**What you should do**
Scan the entries below for the string "laid" and copy every line where it turns up.

[Point localization data]

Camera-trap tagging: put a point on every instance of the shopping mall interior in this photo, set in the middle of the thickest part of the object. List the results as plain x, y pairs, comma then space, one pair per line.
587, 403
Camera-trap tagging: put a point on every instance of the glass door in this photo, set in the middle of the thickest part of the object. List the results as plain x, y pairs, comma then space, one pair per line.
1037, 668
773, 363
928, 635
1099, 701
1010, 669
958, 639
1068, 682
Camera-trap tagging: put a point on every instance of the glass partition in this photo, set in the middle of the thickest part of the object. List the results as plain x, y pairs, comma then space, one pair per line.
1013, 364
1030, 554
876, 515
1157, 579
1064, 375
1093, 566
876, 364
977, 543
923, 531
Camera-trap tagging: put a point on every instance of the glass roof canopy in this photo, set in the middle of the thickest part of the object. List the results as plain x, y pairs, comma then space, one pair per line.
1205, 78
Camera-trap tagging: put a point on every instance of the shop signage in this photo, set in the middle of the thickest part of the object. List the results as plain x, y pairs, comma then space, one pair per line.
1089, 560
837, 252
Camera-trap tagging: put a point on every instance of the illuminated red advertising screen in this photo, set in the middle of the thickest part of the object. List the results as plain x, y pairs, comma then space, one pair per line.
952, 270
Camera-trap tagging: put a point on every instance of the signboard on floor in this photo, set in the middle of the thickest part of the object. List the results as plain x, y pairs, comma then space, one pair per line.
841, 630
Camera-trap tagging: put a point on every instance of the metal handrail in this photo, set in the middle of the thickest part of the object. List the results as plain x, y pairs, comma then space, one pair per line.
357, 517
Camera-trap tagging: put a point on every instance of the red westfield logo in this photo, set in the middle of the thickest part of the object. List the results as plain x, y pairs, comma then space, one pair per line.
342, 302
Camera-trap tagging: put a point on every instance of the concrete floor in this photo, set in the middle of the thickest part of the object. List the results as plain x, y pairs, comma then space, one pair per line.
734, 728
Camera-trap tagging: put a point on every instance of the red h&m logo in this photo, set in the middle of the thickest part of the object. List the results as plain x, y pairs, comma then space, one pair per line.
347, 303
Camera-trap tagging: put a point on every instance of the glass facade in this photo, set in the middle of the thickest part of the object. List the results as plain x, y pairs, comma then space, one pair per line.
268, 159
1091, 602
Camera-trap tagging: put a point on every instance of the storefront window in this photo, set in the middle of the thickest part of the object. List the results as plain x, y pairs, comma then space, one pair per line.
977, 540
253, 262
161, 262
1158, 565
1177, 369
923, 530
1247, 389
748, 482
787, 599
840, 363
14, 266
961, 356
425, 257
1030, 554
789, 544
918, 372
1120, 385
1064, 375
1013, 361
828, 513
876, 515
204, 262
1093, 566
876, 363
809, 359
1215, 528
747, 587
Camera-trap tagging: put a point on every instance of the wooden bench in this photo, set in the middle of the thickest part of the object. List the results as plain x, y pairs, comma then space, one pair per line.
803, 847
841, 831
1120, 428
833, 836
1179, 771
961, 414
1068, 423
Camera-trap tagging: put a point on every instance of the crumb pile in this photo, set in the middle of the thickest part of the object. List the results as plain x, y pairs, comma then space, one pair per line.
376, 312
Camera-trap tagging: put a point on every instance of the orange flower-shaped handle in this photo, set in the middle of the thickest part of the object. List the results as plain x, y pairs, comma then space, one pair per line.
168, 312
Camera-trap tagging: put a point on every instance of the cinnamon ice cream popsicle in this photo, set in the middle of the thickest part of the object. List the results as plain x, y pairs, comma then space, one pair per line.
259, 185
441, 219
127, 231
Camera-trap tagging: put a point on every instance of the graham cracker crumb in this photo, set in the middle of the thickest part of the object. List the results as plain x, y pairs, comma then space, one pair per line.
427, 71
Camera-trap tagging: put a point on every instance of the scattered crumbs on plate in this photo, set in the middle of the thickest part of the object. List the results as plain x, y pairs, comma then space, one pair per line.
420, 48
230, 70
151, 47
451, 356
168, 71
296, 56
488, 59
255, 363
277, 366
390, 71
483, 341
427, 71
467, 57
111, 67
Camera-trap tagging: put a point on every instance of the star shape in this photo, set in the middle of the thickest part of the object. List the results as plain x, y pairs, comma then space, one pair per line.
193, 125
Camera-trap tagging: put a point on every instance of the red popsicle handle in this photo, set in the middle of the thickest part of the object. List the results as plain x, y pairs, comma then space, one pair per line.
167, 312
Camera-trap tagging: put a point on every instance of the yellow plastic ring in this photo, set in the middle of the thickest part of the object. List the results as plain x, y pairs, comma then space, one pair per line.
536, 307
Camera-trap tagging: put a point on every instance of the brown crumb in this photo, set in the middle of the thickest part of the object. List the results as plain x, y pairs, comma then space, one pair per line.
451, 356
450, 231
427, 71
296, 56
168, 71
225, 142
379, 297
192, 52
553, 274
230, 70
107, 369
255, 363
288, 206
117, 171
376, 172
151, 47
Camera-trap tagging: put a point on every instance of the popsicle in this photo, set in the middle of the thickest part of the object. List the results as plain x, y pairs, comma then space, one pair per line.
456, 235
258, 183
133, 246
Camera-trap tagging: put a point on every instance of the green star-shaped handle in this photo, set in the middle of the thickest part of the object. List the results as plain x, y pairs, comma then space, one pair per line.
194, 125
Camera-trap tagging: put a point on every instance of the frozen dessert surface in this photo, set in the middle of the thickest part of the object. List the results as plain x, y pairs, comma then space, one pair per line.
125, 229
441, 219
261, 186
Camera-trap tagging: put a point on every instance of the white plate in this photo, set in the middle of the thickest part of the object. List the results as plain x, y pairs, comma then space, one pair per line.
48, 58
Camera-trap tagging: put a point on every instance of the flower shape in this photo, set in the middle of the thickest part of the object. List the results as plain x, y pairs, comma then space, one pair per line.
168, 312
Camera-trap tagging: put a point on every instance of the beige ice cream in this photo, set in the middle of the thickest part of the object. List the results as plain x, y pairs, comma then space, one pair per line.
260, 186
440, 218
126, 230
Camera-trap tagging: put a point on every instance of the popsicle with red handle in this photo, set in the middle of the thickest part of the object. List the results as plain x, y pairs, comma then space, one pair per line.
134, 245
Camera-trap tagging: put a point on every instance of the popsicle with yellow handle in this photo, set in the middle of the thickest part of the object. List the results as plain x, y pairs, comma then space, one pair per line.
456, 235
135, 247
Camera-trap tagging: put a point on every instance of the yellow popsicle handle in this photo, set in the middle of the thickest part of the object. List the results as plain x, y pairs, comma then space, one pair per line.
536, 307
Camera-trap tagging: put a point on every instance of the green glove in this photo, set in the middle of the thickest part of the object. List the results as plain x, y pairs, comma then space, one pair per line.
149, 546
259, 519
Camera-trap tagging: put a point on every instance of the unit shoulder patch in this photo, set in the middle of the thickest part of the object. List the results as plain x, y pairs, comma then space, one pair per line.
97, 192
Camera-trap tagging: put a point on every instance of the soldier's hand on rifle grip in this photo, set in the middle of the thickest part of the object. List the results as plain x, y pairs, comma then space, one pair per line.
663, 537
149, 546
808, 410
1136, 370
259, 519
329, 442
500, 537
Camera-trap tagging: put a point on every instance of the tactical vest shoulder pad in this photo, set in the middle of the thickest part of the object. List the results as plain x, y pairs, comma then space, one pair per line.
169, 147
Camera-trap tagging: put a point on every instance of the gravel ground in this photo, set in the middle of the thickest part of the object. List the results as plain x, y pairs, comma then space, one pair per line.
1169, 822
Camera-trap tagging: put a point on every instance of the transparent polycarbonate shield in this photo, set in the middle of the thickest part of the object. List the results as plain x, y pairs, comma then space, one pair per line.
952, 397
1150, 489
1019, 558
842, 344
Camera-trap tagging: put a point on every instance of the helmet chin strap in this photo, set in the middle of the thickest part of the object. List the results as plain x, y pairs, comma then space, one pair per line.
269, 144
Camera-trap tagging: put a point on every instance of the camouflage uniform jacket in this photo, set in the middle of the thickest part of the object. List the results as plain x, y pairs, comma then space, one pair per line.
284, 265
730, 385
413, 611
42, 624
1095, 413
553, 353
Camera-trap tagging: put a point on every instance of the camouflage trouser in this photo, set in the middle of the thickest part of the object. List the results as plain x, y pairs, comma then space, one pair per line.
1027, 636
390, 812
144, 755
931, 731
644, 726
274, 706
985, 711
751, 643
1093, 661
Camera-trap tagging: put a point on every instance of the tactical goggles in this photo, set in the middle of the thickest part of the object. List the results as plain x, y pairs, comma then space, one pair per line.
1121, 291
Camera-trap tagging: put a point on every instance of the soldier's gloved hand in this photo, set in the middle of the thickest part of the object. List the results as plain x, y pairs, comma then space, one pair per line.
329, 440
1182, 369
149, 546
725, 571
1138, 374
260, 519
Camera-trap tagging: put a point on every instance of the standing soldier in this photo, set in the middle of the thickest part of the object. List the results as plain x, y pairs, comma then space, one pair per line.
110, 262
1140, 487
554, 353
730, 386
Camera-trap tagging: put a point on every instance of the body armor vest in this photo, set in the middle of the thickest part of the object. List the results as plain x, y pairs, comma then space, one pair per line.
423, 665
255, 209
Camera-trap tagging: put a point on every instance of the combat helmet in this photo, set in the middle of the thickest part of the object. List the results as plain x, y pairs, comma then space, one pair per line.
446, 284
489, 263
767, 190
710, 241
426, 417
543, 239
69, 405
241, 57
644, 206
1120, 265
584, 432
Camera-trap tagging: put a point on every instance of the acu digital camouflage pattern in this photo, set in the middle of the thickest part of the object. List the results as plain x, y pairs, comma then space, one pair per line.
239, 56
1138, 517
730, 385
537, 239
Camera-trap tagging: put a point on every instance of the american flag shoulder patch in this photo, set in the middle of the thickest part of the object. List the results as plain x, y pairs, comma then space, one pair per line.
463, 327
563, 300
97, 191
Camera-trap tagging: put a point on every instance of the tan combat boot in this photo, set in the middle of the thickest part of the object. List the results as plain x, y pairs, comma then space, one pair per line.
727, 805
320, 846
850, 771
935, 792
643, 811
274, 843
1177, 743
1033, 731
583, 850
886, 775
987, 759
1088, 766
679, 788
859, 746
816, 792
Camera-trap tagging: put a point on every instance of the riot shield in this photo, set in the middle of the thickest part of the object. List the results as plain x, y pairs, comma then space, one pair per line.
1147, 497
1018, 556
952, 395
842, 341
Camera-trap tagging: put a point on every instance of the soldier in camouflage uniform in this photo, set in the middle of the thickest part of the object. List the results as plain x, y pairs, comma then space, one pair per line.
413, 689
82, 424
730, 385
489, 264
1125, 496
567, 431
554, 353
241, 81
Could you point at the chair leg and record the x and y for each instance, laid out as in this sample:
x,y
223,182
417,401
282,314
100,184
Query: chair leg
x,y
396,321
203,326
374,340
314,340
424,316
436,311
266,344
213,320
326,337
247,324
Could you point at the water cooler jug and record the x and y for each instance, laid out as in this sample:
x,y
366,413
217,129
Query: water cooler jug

**Task solution**
Could you point at the chair leg and record the x and y for each instance, laid out as in this sample:
Could you point at the water cooler jug and record the x and y for each instance, laid out as in this sample:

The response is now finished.